_RECORDED INFORMATION_:
────────────────

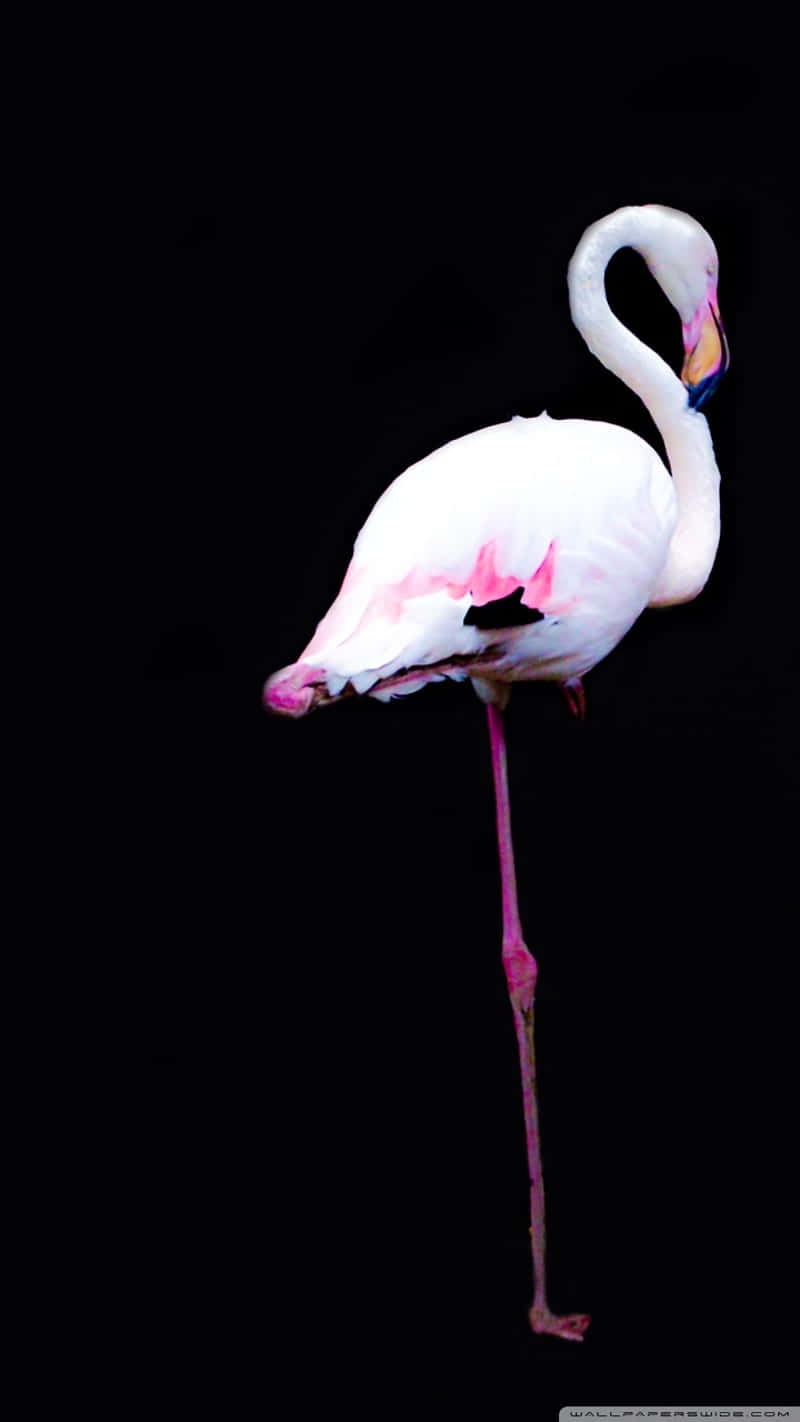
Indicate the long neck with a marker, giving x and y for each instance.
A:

────────────────

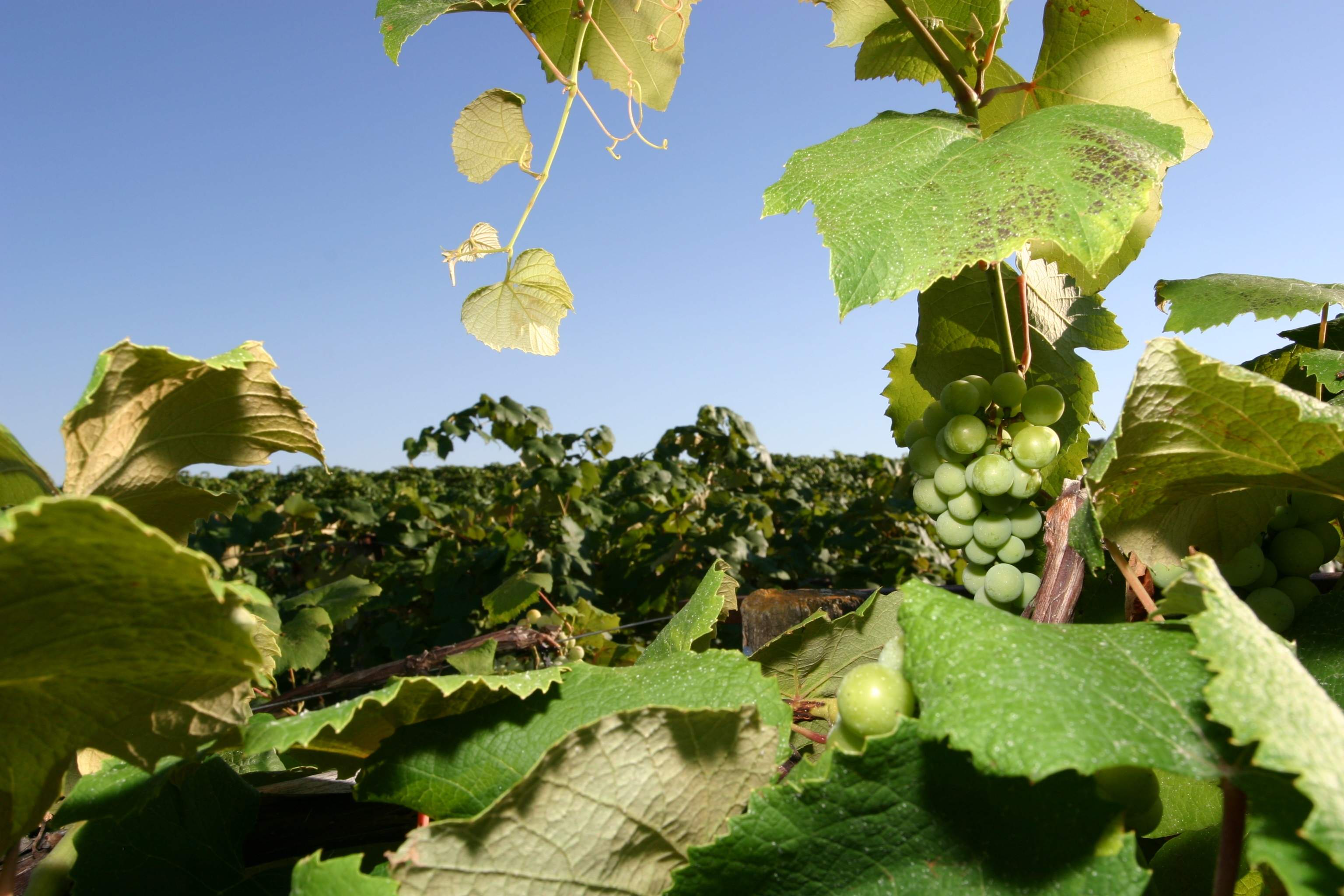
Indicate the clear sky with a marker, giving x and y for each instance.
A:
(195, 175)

────────────────

_YOUR OBJECTIVE_: From the items above, copy out each line that contains the word "with".

_ANSWER FOR THE TASK_:
Indicate the long neck with a marker, giving x and y for each instance.
Indicate the clear sky with a marker, giving x and y for each instance.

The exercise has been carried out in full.